Stored dataset items:

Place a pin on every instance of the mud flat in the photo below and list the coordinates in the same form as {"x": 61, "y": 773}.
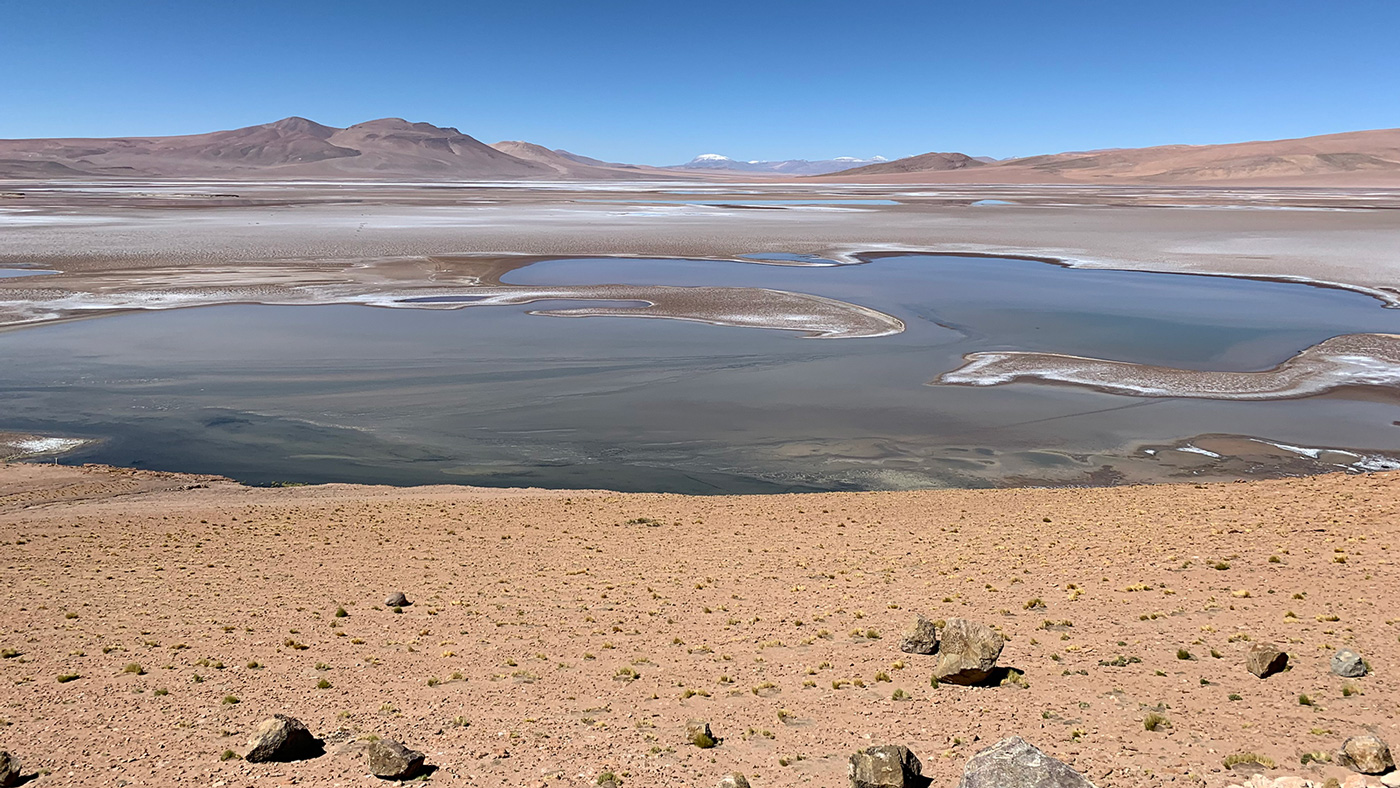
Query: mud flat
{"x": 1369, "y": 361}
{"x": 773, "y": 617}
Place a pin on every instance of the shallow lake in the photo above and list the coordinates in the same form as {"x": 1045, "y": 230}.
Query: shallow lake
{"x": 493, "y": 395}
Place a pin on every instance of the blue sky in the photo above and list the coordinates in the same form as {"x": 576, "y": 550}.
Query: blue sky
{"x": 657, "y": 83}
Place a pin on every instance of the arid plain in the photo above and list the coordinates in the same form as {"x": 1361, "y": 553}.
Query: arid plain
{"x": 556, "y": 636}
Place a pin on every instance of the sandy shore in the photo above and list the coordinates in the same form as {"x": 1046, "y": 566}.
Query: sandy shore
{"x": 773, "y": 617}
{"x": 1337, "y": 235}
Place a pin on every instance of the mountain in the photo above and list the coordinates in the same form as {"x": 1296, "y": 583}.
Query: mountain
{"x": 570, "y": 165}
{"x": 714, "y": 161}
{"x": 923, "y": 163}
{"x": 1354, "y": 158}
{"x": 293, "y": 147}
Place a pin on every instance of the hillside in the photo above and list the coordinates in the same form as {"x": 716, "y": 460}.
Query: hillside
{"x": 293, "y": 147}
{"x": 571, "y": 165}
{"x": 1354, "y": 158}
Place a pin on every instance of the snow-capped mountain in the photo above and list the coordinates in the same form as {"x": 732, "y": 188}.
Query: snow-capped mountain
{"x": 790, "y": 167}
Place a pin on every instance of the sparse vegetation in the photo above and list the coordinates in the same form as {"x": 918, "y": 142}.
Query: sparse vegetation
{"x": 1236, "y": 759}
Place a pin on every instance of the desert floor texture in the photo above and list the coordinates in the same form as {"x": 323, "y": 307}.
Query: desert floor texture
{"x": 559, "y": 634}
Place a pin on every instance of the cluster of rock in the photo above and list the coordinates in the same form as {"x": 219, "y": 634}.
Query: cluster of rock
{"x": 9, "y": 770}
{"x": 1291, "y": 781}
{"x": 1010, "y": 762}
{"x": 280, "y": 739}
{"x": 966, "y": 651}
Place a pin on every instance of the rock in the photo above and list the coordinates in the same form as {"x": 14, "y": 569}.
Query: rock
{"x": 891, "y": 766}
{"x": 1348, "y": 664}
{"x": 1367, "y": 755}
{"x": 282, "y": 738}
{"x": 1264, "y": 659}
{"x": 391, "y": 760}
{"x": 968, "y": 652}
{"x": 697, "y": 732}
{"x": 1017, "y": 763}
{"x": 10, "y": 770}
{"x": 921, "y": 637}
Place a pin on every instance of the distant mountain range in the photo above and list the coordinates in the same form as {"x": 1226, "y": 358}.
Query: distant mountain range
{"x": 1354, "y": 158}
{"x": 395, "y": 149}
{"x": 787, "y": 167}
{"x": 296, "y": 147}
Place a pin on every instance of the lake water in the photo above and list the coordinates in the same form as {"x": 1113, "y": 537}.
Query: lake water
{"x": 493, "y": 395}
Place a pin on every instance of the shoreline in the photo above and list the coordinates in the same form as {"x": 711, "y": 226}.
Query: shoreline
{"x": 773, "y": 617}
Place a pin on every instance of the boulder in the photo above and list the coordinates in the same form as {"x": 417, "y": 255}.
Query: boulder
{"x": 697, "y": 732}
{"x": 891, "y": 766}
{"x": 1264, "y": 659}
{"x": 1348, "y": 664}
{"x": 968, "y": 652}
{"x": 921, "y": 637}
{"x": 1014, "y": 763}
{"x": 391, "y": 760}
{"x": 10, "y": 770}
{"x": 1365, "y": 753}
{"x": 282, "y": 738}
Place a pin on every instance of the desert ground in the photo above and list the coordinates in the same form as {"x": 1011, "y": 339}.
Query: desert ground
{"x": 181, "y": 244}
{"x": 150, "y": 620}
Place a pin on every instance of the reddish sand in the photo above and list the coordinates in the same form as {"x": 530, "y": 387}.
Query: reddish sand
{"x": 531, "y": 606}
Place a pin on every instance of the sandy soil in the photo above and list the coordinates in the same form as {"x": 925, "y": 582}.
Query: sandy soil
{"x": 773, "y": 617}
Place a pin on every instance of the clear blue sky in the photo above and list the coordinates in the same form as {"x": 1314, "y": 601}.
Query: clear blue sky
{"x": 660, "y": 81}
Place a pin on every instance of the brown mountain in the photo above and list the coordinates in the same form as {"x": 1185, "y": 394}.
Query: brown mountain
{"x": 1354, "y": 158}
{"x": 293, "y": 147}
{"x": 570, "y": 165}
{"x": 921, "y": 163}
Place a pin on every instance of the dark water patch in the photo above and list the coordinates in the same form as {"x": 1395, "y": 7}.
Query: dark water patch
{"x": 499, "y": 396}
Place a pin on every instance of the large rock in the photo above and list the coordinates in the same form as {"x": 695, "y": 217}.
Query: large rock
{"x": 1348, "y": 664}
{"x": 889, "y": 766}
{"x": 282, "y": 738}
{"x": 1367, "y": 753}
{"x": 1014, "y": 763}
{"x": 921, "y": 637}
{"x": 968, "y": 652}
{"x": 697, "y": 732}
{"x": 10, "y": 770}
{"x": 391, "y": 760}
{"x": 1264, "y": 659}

Your assignment
Would you retype exactly the lines above, from the line with "Query: desert floor texture" to the line with "Place a pin on every instance of the distant", with both end lines kept and nothing more?

Answer to this task
Query: desert floor texture
{"x": 559, "y": 634}
Place a pin on every instance of the cluster of rock in the photo above and list the coordinates in the same form as {"x": 219, "y": 634}.
Query: cluster of rock
{"x": 9, "y": 770}
{"x": 1291, "y": 781}
{"x": 1010, "y": 762}
{"x": 280, "y": 739}
{"x": 966, "y": 651}
Place a pin on every instance of the rock in the photo above and list the coordinates in the same form as {"x": 14, "y": 569}.
Query: rock
{"x": 891, "y": 766}
{"x": 1348, "y": 664}
{"x": 1367, "y": 755}
{"x": 282, "y": 738}
{"x": 1264, "y": 659}
{"x": 391, "y": 760}
{"x": 968, "y": 652}
{"x": 697, "y": 732}
{"x": 1017, "y": 763}
{"x": 10, "y": 770}
{"x": 921, "y": 637}
Place a pin on every instance of the distant mountain range in the photo above and list the coordinates in the same form as {"x": 1226, "y": 358}.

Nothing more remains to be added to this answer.